** begin **

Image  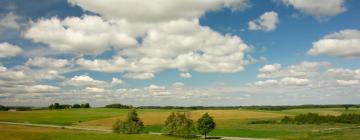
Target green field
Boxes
[0,108,360,139]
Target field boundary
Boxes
[0,121,271,140]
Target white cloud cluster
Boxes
[0,42,23,58]
[248,11,279,31]
[25,57,71,69]
[68,0,250,22]
[179,72,192,78]
[24,16,137,54]
[307,29,360,58]
[0,13,20,29]
[276,0,346,19]
[253,61,360,89]
[257,61,330,78]
[65,75,107,87]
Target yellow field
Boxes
[76,110,284,129]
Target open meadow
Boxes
[0,108,360,139]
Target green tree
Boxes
[163,112,195,137]
[197,113,216,139]
[113,108,144,134]
[71,104,81,108]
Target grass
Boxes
[0,125,188,140]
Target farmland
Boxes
[0,108,360,139]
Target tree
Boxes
[71,104,81,108]
[49,104,54,110]
[197,113,216,139]
[163,112,195,137]
[54,103,60,109]
[84,103,90,108]
[113,108,144,134]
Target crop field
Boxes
[0,108,360,139]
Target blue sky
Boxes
[0,0,360,106]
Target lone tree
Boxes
[163,112,195,138]
[113,108,144,134]
[197,113,216,139]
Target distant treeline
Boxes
[105,104,133,109]
[0,105,32,111]
[137,104,360,111]
[250,113,360,124]
[49,103,90,110]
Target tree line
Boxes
[48,103,90,110]
[137,104,360,111]
[112,108,216,139]
[250,113,360,124]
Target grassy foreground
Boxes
[0,124,184,140]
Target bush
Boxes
[163,112,195,138]
[113,109,144,134]
[197,113,216,139]
[0,105,9,111]
[105,104,133,109]
[15,106,32,111]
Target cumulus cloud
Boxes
[0,13,20,29]
[248,11,279,31]
[280,77,311,86]
[336,80,359,86]
[0,42,23,58]
[65,75,107,87]
[276,0,346,19]
[259,64,281,72]
[307,29,360,58]
[68,0,250,22]
[26,85,60,93]
[123,72,155,80]
[24,15,137,54]
[179,72,192,78]
[25,57,70,69]
[257,61,331,78]
[111,78,124,85]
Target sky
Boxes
[0,0,360,106]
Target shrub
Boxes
[163,112,195,138]
[197,113,216,139]
[113,109,144,134]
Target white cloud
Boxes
[257,61,330,78]
[0,13,20,31]
[24,15,137,54]
[111,78,124,85]
[307,29,360,58]
[254,80,279,87]
[336,80,359,86]
[84,87,106,93]
[248,11,279,31]
[179,72,192,78]
[26,85,60,93]
[65,75,107,87]
[259,64,281,72]
[25,57,70,69]
[280,77,311,86]
[0,42,22,58]
[123,72,155,80]
[68,0,250,22]
[277,0,346,19]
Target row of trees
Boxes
[281,113,360,124]
[250,113,360,124]
[105,104,133,109]
[113,108,216,139]
[49,103,90,110]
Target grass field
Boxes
[0,125,184,140]
[0,108,360,139]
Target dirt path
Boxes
[0,122,270,140]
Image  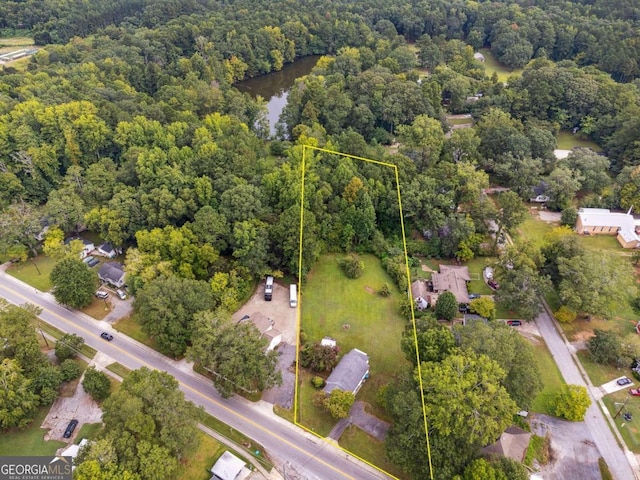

** end **

Arrange the records as a JSON list of strings, one string per line and no blank lines, covering the stretch from the line containing "Target open meadow" through the end of the records, both ends included. Leave the pictures out of the list.

[
  "Target open meadow",
  "Boxes",
  "[0,108,360,139]",
  "Target green tree",
  "Boxes",
  "[163,112,195,137]",
  "[197,113,216,139]",
  "[113,108,144,134]",
  "[71,104,81,108]",
  "Target grass",
  "Boxes",
  "[0,125,188,140]",
  "Target farmland",
  "Boxes",
  "[0,108,360,139]",
  "Target tree",
  "Boxes",
  "[71,104,81,108]",
  "[49,104,54,110]",
  "[197,113,216,139]",
  "[163,112,195,137]",
  "[54,103,60,109]",
  "[84,103,90,108]",
  "[113,108,144,134]",
  "Target crop field",
  "Boxes",
  "[0,108,360,139]",
  "Target blue sky",
  "Boxes",
  "[0,0,360,106]",
  "Target lone tree",
  "Boxes",
  "[163,112,195,138]",
  "[113,108,144,134]",
  "[197,113,216,139]",
  "Target distant treeline",
  "Boxes",
  "[105,104,133,109]",
  "[0,105,32,111]",
  "[137,104,360,111]",
  "[250,113,360,124]",
  "[49,103,90,110]",
  "Target tree line",
  "Boxes",
  "[48,103,90,110]",
  "[137,104,360,111]",
  "[112,108,216,139]",
  "[250,113,360,124]",
  "Target grassy foreground",
  "Boxes",
  "[0,124,184,140]",
  "Target bush",
  "Boxes",
  "[163,112,195,138]",
  "[113,109,144,134]",
  "[197,113,216,139]",
  "[0,105,9,111]",
  "[105,104,133,109]",
  "[15,106,32,111]",
  "Target cumulus cloud",
  "Boxes",
  "[0,13,20,29]",
  "[248,11,279,31]",
  "[280,77,311,86]",
  "[336,80,359,86]",
  "[0,42,23,58]",
  "[65,75,107,87]",
  "[276,0,346,19]",
  "[259,64,281,72]",
  "[307,29,360,58]",
  "[68,0,250,22]",
  "[26,85,60,93]",
  "[123,72,155,80]",
  "[24,15,137,54]",
  "[179,72,192,78]",
  "[25,57,70,69]",
  "[257,61,331,78]",
  "[111,78,124,85]",
  "Target sky",
  "Boxes",
  "[0,0,360,106]",
  "Target shrub",
  "Boxes",
  "[163,112,195,138]",
  "[197,113,216,139]",
  "[113,109,144,134]",
  "Target white cloud",
  "Boxes",
  "[257,61,330,78]",
  "[0,13,20,31]",
  "[24,15,137,54]",
  "[111,78,124,85]",
  "[307,29,360,58]",
  "[254,80,279,87]",
  "[336,80,359,86]",
  "[84,87,106,93]",
  "[248,11,279,31]",
  "[179,72,192,78]",
  "[26,85,60,93]",
  "[65,75,107,87]",
  "[259,64,281,72]",
  "[25,57,70,69]",
  "[280,77,311,86]",
  "[0,42,22,58]",
  "[123,72,155,80]",
  "[68,0,250,22]",
  "[277,0,346,19]",
  "Target row of trees",
  "Boxes",
  "[281,113,360,124]",
  "[250,113,360,124]",
  "[105,104,133,109]",
  "[113,108,216,139]",
  "[49,103,90,110]",
  "Target grass field",
  "Boxes",
  "[0,125,184,140]",
  "[0,108,360,139]",
  "Target dirt path",
  "Boxes",
  "[0,122,270,140]",
  "Image  "
]